Suas principais virtudes estavam baseadas em sua simplicidade, baixo custo de aquisição e operação além de confiabilidade e segurança em voo. Vale citar que os PT-19 foram a principal aeronave de treinamento das Mulheres Pilotos de Serviço da Força Aérea - WASP (Women's Airforce Service Pilots), organizações civis destinadas especificamente a formação de aviadoras, principalmente entre os anos de 1942 a 1944, liberando assim os homens para atuar nas missões de combate. Suas características positivas como treinador básico seriam notadas por outros países, sendo inclusive produzido sob licença no Canada e Brasil, com o objetivo de se desafogar as linhas de produção norte-americanas. Ao todo foram entregues 7.742 unidades dispostas em dez versões com emprego pelos Estados Unidos, Canada, Brasil, Chile, China, Colômbia, Equador, Haiti, Índia, México, Nicarágua, Noruega, Paraguai, Peru, Filipinas, África do Sul, Rodésia, Reino Unido, Venezuela e Uruguai. Atualmente existem ainda centenas de aeronaves em condições de voo sendo mantidas por museus ou colecionadores.

Emprego na Força Aérea Brasileira.

———

Responda às perguntas abaixo com base no trecho sobre o PT-19.
1. Entre quais anos o PT-19 foi usado principalmente pelas WASP?
2. Com que objetivo o avião passou a ser produzido sob licença em outros países?
3. Quantas unidades foram entregues no total, e em quantas versões?

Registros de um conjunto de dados
———

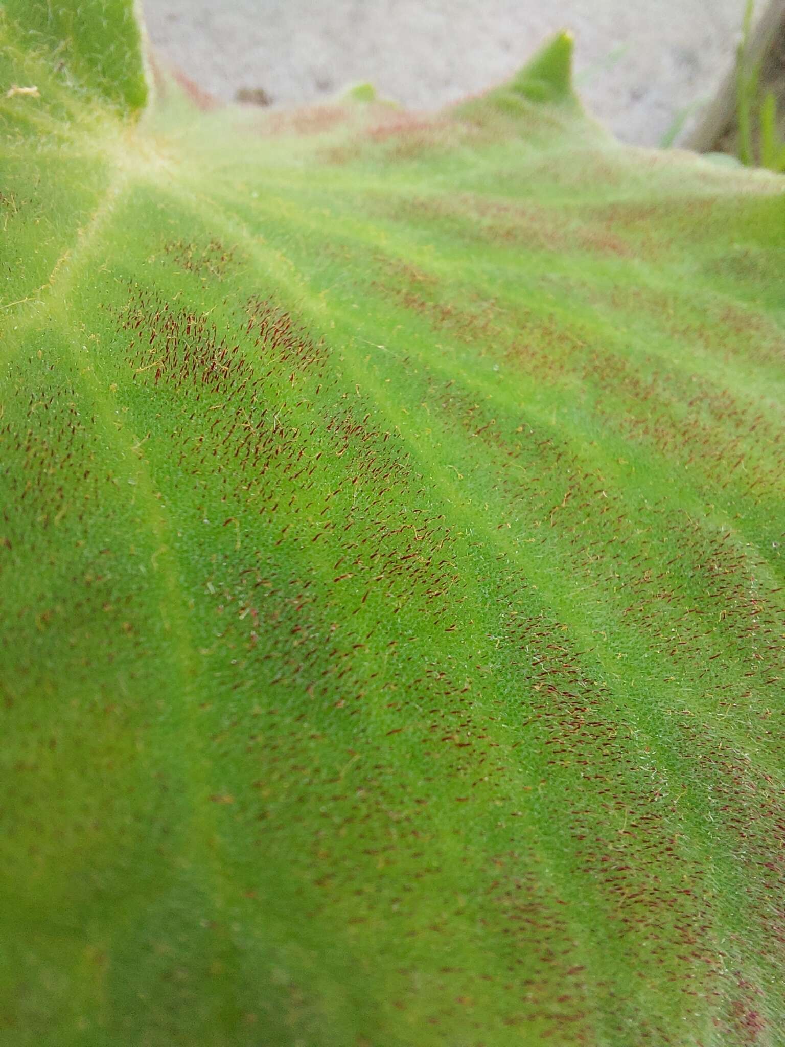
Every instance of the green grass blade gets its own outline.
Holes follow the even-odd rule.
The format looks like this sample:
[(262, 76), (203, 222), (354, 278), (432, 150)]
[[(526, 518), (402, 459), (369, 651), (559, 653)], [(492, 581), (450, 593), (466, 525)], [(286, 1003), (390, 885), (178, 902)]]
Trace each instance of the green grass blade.
[(2, 26), (3, 1044), (779, 1045), (782, 178), (563, 36), (136, 119), (97, 9)]

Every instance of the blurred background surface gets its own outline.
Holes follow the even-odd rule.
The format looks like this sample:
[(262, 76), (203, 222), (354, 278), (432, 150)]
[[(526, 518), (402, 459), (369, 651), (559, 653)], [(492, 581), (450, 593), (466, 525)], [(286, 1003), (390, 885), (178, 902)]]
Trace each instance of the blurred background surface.
[[(625, 141), (683, 138), (734, 62), (743, 0), (143, 0), (154, 46), (223, 101), (291, 106), (371, 81), (435, 109), (576, 36), (579, 90)], [(763, 4), (759, 4), (763, 7)]]

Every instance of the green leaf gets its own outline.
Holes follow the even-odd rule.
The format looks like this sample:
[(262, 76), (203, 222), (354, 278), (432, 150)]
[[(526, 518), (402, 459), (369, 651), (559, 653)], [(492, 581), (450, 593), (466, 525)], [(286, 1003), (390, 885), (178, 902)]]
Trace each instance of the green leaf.
[(777, 171), (781, 148), (777, 134), (777, 98), (768, 91), (761, 106), (761, 165)]
[(781, 1043), (782, 179), (564, 37), (137, 120), (102, 9), (3, 23), (3, 1043)]
[(21, 29), (21, 48), (50, 59), (55, 73), (67, 70), (74, 87), (125, 110), (144, 106), (139, 26), (128, 0), (3, 0), (3, 15)]

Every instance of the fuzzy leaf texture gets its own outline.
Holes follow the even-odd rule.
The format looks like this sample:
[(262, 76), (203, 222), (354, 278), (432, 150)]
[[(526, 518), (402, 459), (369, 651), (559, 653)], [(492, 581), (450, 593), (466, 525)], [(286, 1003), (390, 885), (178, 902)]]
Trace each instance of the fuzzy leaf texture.
[(2, 1044), (785, 1043), (782, 179), (1, 31)]

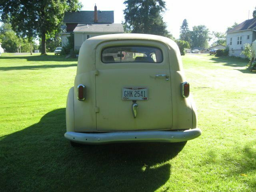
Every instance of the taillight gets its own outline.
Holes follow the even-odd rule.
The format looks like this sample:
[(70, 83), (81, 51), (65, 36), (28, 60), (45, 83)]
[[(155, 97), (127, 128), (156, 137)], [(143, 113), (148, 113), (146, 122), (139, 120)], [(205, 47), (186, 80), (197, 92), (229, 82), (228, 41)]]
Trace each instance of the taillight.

———

RESPOSTA DO EXERCÍCIO:
1. De 1942 a 1944.
2. Para desafogar as linhas de produção norte-americanas.
3. Foram entregues 7.742 unidades, em dez versões.